**TRECHO DO DOCUMENTO**:
Enormes eventos ocorreram em Chicago, mas a rebelião existe em toda a nação. Nos Estados Unidos … uma luta firme e ativa tem sido preparada por anos … As coisas não estão certas quando um homem honesto e inteligente que trabalhou tenazmente e humildemente toda a sua vida não tem, ao final dela, um pedaço de pão … ou um dólar guardado, ou o direito de fazer um passeio tranquilo ao sol … As coisas não estão certas quando aquele que nas cidades … vive uma vida contemplativa de lazer tão exasperante para o mineiro, o estivador, o operador de mudança, o mecânico e para toda pessoa miserável que deve se contentar com setenta e cinco centavos por dia, no rigoroso inverno … As coisas não estão certas se mulheres maltrapilhas e seus filhos pálidos devem viver em cubículos de cortiço em bairros fétidos. … As razões são as mesmas. A rápida e evidente concentração da riqueza pública, terras, linhas de comunicação e empresas nas mãos da casta abastada que governa e administra deu origem a uma rápida concentração de trabalhadores. Apenas por estarem reunidos em uma comunidade formidável que pode, de uma só vez, extinguir os fogos na caldeira e deixar a grama crescer sob as rodas da maquinaria, os trabalhadores são capazes de defender com sucesso seus próprios direitos contra a injustiça.” “arrogância e indiferença com que são tratados por aqueles que derivam toda a sua riqueza dos produtos do trabalho que abusam.”

**ENTRADAS FORNECIDAS**:

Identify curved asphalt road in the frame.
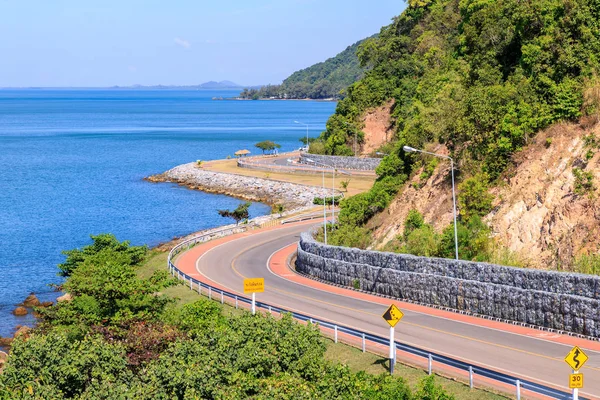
[191,225,600,398]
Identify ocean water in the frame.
[0,90,335,336]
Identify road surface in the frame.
[182,224,600,398]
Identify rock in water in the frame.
[13,307,27,317]
[14,326,31,338]
[23,293,42,307]
[56,293,73,303]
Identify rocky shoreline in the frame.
[145,163,341,210]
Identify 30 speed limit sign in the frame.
[569,374,583,389]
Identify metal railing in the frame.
[167,227,589,400]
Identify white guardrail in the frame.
[167,225,589,400]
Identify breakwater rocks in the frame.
[146,163,332,210]
[300,153,381,171]
[296,233,600,338]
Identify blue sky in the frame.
[0,0,406,87]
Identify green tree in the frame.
[458,174,494,220]
[218,201,252,225]
[254,140,281,154]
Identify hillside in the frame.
[240,40,364,99]
[322,0,600,271]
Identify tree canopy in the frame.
[240,40,364,100]
[218,201,252,224]
[254,140,281,154]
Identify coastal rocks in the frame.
[300,153,381,171]
[13,306,28,317]
[56,293,73,303]
[0,351,8,374]
[146,163,331,209]
[21,293,42,308]
[14,326,31,339]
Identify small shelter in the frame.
[233,149,250,157]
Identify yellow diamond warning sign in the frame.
[565,346,588,371]
[569,374,583,389]
[244,278,265,293]
[382,304,404,328]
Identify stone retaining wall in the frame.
[296,233,600,337]
[300,153,381,171]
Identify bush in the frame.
[574,254,600,275]
[438,215,492,261]
[573,168,596,196]
[58,233,148,277]
[327,225,370,249]
[401,225,439,257]
[313,196,343,206]
[402,209,425,240]
[458,174,494,220]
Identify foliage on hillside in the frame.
[322,0,600,162]
[0,235,452,400]
[240,40,364,99]
[314,0,600,260]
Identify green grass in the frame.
[138,250,507,400]
[325,339,508,400]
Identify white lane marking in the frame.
[186,236,593,397]
[267,244,600,354]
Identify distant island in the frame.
[110,81,261,90]
[239,35,370,100]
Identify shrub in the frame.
[402,225,439,257]
[458,174,494,220]
[313,196,343,206]
[402,209,425,240]
[438,215,492,261]
[573,168,596,196]
[327,225,370,249]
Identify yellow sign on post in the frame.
[569,374,583,389]
[382,304,404,328]
[244,278,265,293]
[565,346,588,371]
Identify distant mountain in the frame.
[240,35,376,99]
[110,81,243,90]
[198,81,242,89]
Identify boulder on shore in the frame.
[0,351,8,373]
[14,326,31,339]
[13,306,28,317]
[22,293,42,308]
[56,293,73,303]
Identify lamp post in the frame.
[294,121,308,150]
[402,146,458,260]
[342,121,357,157]
[306,158,351,229]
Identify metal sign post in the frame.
[382,304,404,374]
[390,326,396,374]
[565,346,588,400]
[244,278,265,315]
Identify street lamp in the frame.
[402,146,458,260]
[294,121,308,149]
[306,159,352,230]
[341,121,357,157]
[305,158,327,244]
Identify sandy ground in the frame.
[202,159,375,196]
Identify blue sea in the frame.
[0,89,335,337]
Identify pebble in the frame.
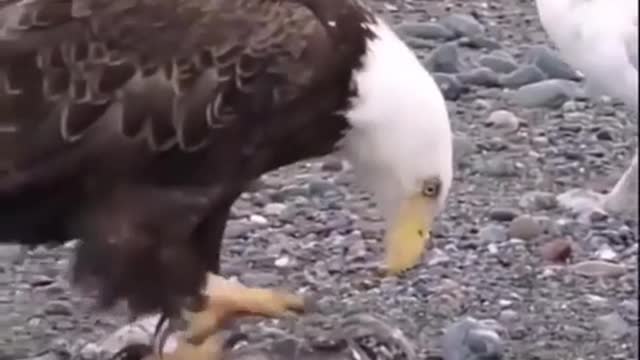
[453,133,476,163]
[442,317,504,360]
[556,188,605,218]
[44,300,73,316]
[433,73,467,101]
[596,244,618,261]
[499,65,547,89]
[485,110,520,134]
[595,312,631,340]
[478,157,519,178]
[458,34,502,50]
[249,214,269,225]
[440,14,485,38]
[264,203,287,216]
[239,272,282,287]
[0,244,25,264]
[518,191,558,211]
[525,46,581,81]
[396,22,456,40]
[511,79,582,108]
[540,239,573,263]
[570,260,627,277]
[478,54,518,74]
[458,67,500,87]
[498,309,520,324]
[424,43,461,74]
[489,207,520,221]
[509,215,543,240]
[478,224,508,243]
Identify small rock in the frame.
[240,272,282,287]
[478,224,508,243]
[453,134,475,163]
[485,110,520,133]
[489,207,520,221]
[0,244,25,264]
[540,239,573,263]
[511,79,582,108]
[458,67,500,87]
[442,318,504,360]
[440,14,485,38]
[425,43,461,74]
[570,260,627,277]
[321,159,344,172]
[498,309,520,324]
[499,65,547,89]
[556,188,605,216]
[478,54,518,74]
[44,300,73,316]
[458,34,502,50]
[595,312,631,340]
[518,191,558,211]
[264,203,287,216]
[426,248,451,266]
[396,22,456,40]
[309,180,338,196]
[596,244,618,261]
[525,46,581,81]
[509,215,542,240]
[478,158,519,178]
[433,73,468,101]
[249,214,269,225]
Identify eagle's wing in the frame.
[0,0,328,177]
[624,1,638,70]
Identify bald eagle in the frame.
[0,0,452,359]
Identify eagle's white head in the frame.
[344,20,453,273]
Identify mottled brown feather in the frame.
[0,0,370,313]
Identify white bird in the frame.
[536,0,638,212]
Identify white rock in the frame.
[264,203,287,216]
[249,214,269,225]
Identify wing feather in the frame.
[0,0,322,169]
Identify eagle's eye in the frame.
[422,178,440,198]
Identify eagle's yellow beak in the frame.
[385,194,436,275]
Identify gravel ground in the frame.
[0,0,638,360]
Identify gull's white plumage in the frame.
[536,0,638,211]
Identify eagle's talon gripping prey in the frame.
[154,274,304,360]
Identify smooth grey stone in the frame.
[478,54,518,74]
[440,14,485,37]
[442,318,504,360]
[484,110,521,134]
[458,34,502,50]
[489,207,520,221]
[509,215,544,240]
[511,79,582,108]
[595,312,631,340]
[500,65,547,89]
[525,46,581,81]
[433,73,468,101]
[478,224,509,244]
[425,43,461,74]
[396,22,456,40]
[458,67,500,87]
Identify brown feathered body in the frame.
[0,0,371,314]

**TAREFAS A FAZER**:
(1) Transcreva sem alterações as linhas da listagem que vão da linha com "Identify eagle's white head in the frame." até a linha com "[536,0,638,211]", incluindo ambas.
(2) Prossiga o texto sobre a rebelião dos trabalhadores nos Estados Unidos a partir do ponto em que ele termina.

**RESPOSTAS DO EXERCÍCIO**:
(1)
Identify eagle's white head in the frame.
[344,20,453,273]
Identify mottled brown feather in the frame.
[0,0,370,313]
Identify white bird in the frame.
[536,0,638,212]
Identify white rock in the frame.
[264,203,287,216]
[249,214,269,225]
Identify wing feather in the frame.
[0,0,322,169]
Identify eagle's eye in the frame.
[422,178,440,198]
Identify eagle's yellow beak in the frame.
[385,194,436,275]
Identify gravel ground in the frame.
[0,0,638,360]
Identify gull's white plumage in the frame.
[536,0,638,211]

(2)
Martí agiu em nome dos trabalhadores. Ele organizou a luta pela independência de Cuba que culminou na guerra com a Espanha no início de 1895. Sob sua liderança, o processo tornou-se uma revolução social.

Martí liderou o enfrentamento ao imperialismo dos EUA

Do exílio em Nova York, Martí delineou objetivos, estratégias e métodos. Viajando amplamente, ele organizou para que exilados cubanos nos Estados Unidos, na América Central e no Caribe – muitos deles trabalhadores, muitos descendentes de africanos – escolhessem a liderança da revolução, providenciassem financiamento e suprimentos, e aprovassem metas e propostas. Martí persuadiu os chefes militares a aceitarem a liderança civil. Ele criou e editou o jornal do movimento de independência, Pátria.

Ciente das aspirações dos EUA de dominar Cuba e toda a região, Martí liderou o enfrentamento ao imperialismo dos EUA – nunca benéfico para os trabalhadores. Em 1891, ele escreveu “Nossa América,” um ensaio que demonstra as semelhanças entre os diversos povos que habitam todas as terras que se estendem do Rio Bravo (o Rio Grande) ao sul até a Patagônia. Martí destacou suas orientações culturais e políticas compartilhadas que os diferenciam das sociedades dos EUA e da Europa.

Em uma carta a um amigo pouco antes de ser morto em batalha em 19 de maio de 1895, Martí insistiu que: “É meu dever… impedir, pela independência de Cuba, que os Estados Unidos se espalhem pelas Índias Ocidentais e caiam, com esse peso adicional, sobre as outras terras de Nossa América.”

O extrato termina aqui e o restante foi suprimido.